> [WHAT YOU HAVE TO DO]
Write out all of the entries that follow, word for word, but skip the pictures.

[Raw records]
★ ★ ★ ★ ★
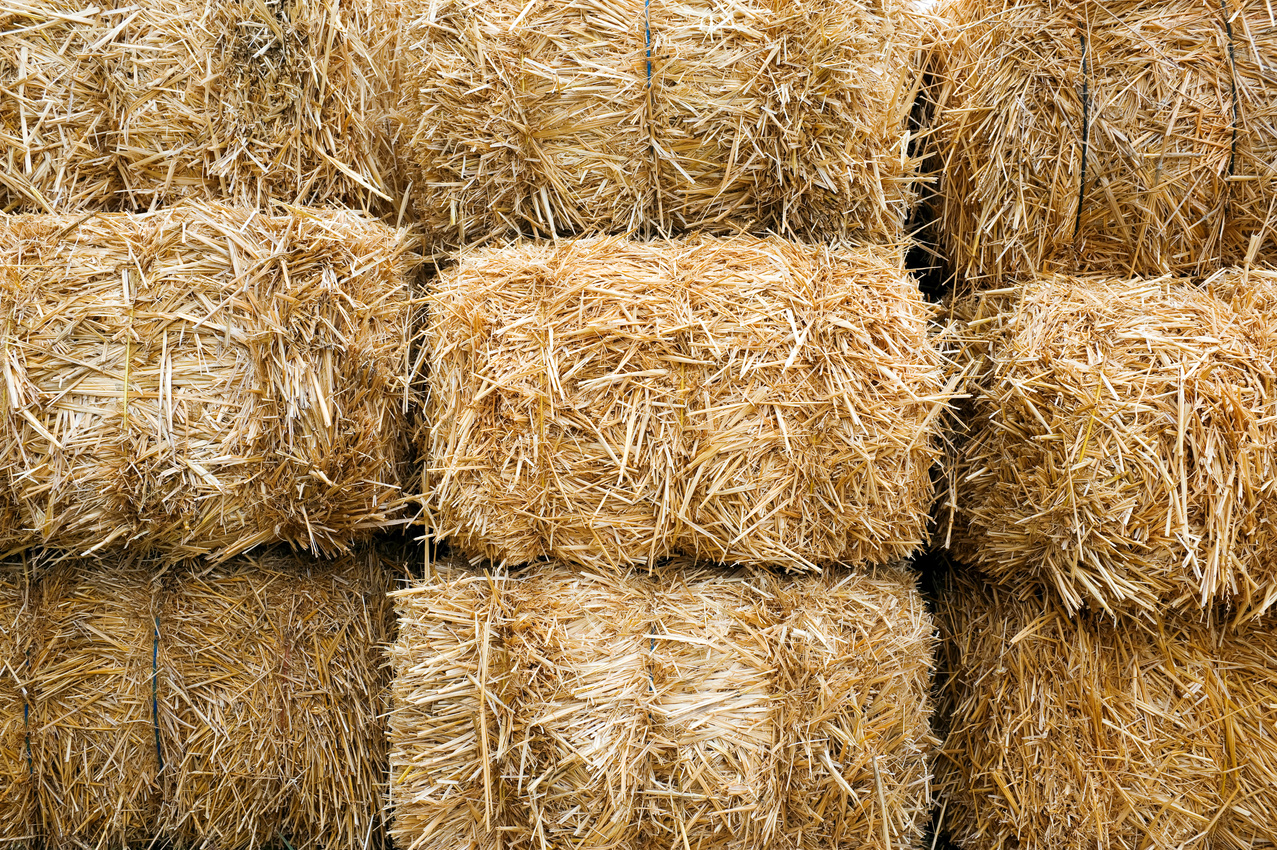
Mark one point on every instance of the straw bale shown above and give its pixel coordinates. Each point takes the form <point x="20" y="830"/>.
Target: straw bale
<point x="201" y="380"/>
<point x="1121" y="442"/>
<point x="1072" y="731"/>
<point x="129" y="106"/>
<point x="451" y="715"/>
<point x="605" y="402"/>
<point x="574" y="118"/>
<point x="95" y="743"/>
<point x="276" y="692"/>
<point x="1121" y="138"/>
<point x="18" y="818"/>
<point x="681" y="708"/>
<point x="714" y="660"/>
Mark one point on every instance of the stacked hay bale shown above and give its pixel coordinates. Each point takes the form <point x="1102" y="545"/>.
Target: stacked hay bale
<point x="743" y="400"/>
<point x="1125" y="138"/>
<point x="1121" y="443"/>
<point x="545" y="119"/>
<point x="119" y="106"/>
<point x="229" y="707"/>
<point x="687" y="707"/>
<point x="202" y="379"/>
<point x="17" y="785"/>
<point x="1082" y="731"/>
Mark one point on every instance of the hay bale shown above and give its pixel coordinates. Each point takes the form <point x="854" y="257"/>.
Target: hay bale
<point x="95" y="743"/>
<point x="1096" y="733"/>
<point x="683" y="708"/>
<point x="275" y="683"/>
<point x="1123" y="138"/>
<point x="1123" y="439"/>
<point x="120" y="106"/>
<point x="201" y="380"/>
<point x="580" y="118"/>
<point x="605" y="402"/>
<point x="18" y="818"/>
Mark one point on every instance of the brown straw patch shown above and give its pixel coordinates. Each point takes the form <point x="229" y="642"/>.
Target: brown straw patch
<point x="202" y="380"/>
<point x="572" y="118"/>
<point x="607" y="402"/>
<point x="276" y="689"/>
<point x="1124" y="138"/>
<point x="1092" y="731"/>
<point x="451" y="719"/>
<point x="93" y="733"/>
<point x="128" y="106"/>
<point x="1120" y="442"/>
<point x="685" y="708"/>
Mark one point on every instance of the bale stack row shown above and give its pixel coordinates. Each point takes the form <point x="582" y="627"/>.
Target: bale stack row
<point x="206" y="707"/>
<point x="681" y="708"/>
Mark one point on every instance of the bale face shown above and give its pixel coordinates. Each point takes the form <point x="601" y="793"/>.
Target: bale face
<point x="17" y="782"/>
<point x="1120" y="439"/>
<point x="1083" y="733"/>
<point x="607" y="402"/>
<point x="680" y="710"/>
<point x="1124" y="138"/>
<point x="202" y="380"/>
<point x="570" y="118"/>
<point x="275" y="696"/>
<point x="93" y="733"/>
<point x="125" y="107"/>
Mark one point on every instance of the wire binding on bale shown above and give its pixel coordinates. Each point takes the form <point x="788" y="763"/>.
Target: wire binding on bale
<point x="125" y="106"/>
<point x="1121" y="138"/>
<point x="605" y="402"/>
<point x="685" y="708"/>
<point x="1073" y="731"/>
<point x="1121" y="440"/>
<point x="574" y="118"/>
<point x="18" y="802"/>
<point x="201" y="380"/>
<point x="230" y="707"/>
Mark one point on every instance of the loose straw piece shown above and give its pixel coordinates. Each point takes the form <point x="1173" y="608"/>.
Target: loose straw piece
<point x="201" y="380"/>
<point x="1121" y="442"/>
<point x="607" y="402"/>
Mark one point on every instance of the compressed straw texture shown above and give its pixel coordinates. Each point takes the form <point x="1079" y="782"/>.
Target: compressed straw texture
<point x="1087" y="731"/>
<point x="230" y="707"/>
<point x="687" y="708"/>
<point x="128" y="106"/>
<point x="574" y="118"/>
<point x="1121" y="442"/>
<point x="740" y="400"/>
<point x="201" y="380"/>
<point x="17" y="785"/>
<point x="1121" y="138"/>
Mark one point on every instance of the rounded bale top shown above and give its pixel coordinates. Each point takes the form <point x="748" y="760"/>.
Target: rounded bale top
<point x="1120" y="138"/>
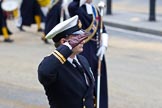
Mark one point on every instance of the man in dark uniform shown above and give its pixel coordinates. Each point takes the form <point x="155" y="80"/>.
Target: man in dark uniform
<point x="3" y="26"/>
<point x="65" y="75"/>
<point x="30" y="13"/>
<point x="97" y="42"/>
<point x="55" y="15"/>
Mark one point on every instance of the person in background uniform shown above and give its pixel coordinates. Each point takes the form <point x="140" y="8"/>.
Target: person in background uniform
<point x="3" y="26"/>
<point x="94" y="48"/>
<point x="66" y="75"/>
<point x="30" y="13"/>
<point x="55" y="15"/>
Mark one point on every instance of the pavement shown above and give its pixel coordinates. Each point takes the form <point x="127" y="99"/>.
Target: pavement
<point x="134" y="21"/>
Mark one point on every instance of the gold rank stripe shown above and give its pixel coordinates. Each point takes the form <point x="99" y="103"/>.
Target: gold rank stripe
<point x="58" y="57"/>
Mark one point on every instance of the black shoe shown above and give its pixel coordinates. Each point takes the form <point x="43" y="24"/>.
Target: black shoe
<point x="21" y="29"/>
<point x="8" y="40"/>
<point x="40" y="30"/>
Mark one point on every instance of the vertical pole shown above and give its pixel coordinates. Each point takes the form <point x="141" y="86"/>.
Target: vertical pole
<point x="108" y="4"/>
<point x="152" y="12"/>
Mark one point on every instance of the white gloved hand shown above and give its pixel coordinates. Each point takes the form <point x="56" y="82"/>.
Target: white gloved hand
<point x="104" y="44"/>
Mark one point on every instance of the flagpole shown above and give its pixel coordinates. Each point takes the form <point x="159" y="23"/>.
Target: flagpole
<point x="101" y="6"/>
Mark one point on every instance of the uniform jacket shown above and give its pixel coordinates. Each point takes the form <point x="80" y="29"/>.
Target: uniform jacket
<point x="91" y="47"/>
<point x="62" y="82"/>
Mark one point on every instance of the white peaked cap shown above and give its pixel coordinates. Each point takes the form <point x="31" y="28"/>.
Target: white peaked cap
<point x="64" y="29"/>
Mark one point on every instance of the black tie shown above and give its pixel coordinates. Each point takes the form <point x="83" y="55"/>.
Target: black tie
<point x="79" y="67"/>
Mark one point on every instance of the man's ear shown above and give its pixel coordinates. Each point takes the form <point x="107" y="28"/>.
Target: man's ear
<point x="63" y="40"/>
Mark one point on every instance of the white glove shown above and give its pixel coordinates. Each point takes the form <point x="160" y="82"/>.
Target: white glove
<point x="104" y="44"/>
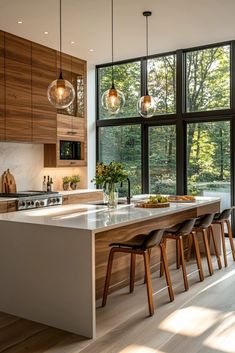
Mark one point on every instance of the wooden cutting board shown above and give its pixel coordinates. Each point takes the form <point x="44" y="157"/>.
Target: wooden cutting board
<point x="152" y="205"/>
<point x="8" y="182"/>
★ ★ ★ ★ ★
> [COMPLETED TASK]
Mark one point on every instance of the straw bale shown above and give its pixel coordinates. Each point takes the form <point x="20" y="830"/>.
Target: straw bale
<point x="201" y="380"/>
<point x="1121" y="442"/>
<point x="1072" y="731"/>
<point x="129" y="106"/>
<point x="451" y="715"/>
<point x="605" y="402"/>
<point x="574" y="118"/>
<point x="95" y="743"/>
<point x="276" y="692"/>
<point x="1121" y="138"/>
<point x="18" y="818"/>
<point x="681" y="708"/>
<point x="714" y="660"/>
Mark one point on every instance of the stacked hay bale shown above and give its pixel coordinates. Each point takes the form <point x="1102" y="545"/>.
Target: stacked hay bale
<point x="743" y="400"/>
<point x="1125" y="138"/>
<point x="1121" y="443"/>
<point x="545" y="119"/>
<point x="119" y="106"/>
<point x="229" y="707"/>
<point x="687" y="707"/>
<point x="202" y="379"/>
<point x="17" y="785"/>
<point x="1082" y="731"/>
Mark one point on every instance of the hay bale shown above and give its pixel coordinates. Each point takes the form <point x="854" y="257"/>.
Target: hay bale
<point x="95" y="743"/>
<point x="1096" y="733"/>
<point x="683" y="708"/>
<point x="275" y="683"/>
<point x="1123" y="138"/>
<point x="1123" y="439"/>
<point x="120" y="106"/>
<point x="201" y="380"/>
<point x="580" y="118"/>
<point x="605" y="402"/>
<point x="18" y="818"/>
Mark one point on every instance of the brown straw patch shown above and give its pixel coordinates. Each point takes the form <point x="229" y="642"/>.
Target: brown straw patch
<point x="202" y="380"/>
<point x="572" y="118"/>
<point x="607" y="402"/>
<point x="276" y="689"/>
<point x="1124" y="138"/>
<point x="1092" y="731"/>
<point x="451" y="719"/>
<point x="93" y="733"/>
<point x="128" y="106"/>
<point x="1120" y="442"/>
<point x="685" y="708"/>
Mark one point on every instance of the bale stack row shown above and give its pixel coordinates. Each point takes the form <point x="582" y="627"/>.
Target: bale stack row
<point x="206" y="707"/>
<point x="681" y="708"/>
Mark one point on every instance of the bale face shown above and give its pixel coordinates. Each point takes the form <point x="601" y="793"/>.
Target: bale face
<point x="17" y="782"/>
<point x="1120" y="439"/>
<point x="1083" y="733"/>
<point x="607" y="402"/>
<point x="680" y="710"/>
<point x="1124" y="138"/>
<point x="202" y="380"/>
<point x="570" y="118"/>
<point x="275" y="696"/>
<point x="93" y="733"/>
<point x="125" y="107"/>
Mark one point on every instance of the wire binding on bale shown above and give its pixel coordinates. Each point takes the form <point x="788" y="763"/>.
Target: wire binding on bale
<point x="125" y="106"/>
<point x="1121" y="138"/>
<point x="605" y="402"/>
<point x="685" y="708"/>
<point x="1073" y="731"/>
<point x="1121" y="440"/>
<point x="574" y="118"/>
<point x="18" y="802"/>
<point x="201" y="380"/>
<point x="230" y="707"/>
Mark one point on every instance of the loose straw piece shown above and give its pixel coordinates. Each point takes the form <point x="1173" y="608"/>.
Target: loose straw piece
<point x="201" y="380"/>
<point x="1121" y="442"/>
<point x="607" y="402"/>
Mark one point on every instance of the compressed straw texture shown above and give its pixel coordinates. Each point takes the form <point x="1079" y="782"/>.
Target: compressed straw texture
<point x="1087" y="731"/>
<point x="230" y="707"/>
<point x="687" y="708"/>
<point x="128" y="106"/>
<point x="574" y="118"/>
<point x="1121" y="442"/>
<point x="740" y="400"/>
<point x="201" y="380"/>
<point x="17" y="785"/>
<point x="1121" y="138"/>
Mark one point on every instance of the rounded bale top shown above and give its pixel coordinates. Each point takes the form <point x="748" y="760"/>.
Target: rounded bale top
<point x="1120" y="138"/>
Mark one point on every instance of the man in dark uniform shown above and give its pixel coordinates. Each point takes the form <point x="155" y="80"/>.
Target: man in dark uniform
<point x="3" y="26"/>
<point x="65" y="75"/>
<point x="30" y="13"/>
<point x="97" y="42"/>
<point x="55" y="15"/>
Mark one point on every instance of the person in background uniform shown above and give its pixel coordinates. Each point takes the form <point x="140" y="8"/>.
Target: person in background uniform
<point x="3" y="26"/>
<point x="94" y="48"/>
<point x="66" y="75"/>
<point x="30" y="13"/>
<point x="55" y="15"/>
Mark one point on every instance of the pavement shown above and give its pixel coordinates. Each point takes the form <point x="127" y="99"/>.
Target: pavement
<point x="134" y="21"/>
Mark one point on every instance of the gold rank stripe shown above and give its pixel coordinates. Each point takes the form <point x="99" y="103"/>.
Target: gold rank stripe
<point x="58" y="57"/>
Mark one point on every instance of the black shoe shown above and give its pixel coordinates. Each point takes the form <point x="43" y="24"/>.
Target: black shoe
<point x="21" y="29"/>
<point x="8" y="40"/>
<point x="40" y="30"/>
Mark one point on every instance of the vertical pole shown above and give its pixel coordinates. Each point takes the form <point x="141" y="86"/>.
Target: vertical pole
<point x="108" y="4"/>
<point x="152" y="12"/>
Mark one point on every instance of the white gloved hand shown above and give its pixel coordinates. Each point takes the form <point x="56" y="82"/>.
Target: white gloved hand
<point x="104" y="44"/>
Mark one point on every instance of the flagpole shown above and give its pixel coordinates. Each point takes the form <point x="159" y="23"/>.
Target: flagpole
<point x="101" y="6"/>
Mark one point on every instance of the uniform jacket shown above and give its pixel coordinates. Each point takes the form <point x="80" y="29"/>.
Target: uniform jacket
<point x="91" y="47"/>
<point x="62" y="82"/>
Mark one point on every instance of the white peaked cap shown above and give its pixel coordinates. Each point takes the form <point x="31" y="28"/>.
Target: white peaked cap
<point x="64" y="29"/>
Mark one point on every instance of the black tie shown above and give its pixel coordinates. Each point takes the form <point x="83" y="55"/>.
Target: black tie
<point x="79" y="67"/>
Mark one point on every instance of the man's ear shown above and give its pixel coordinates. Each point takes the form <point x="107" y="28"/>.
Target: man's ear
<point x="63" y="40"/>
Mark one point on every instance of the white glove shown above and give its pixel coordinates. Each point takes the form <point x="160" y="82"/>.
Target: white glove
<point x="104" y="44"/>
Mark one point on every instance of the wooden cutting board shown above and give its pixel coordinates. Each point takes the form <point x="44" y="157"/>.
Target: wooden cutting board
<point x="152" y="205"/>
<point x="8" y="182"/>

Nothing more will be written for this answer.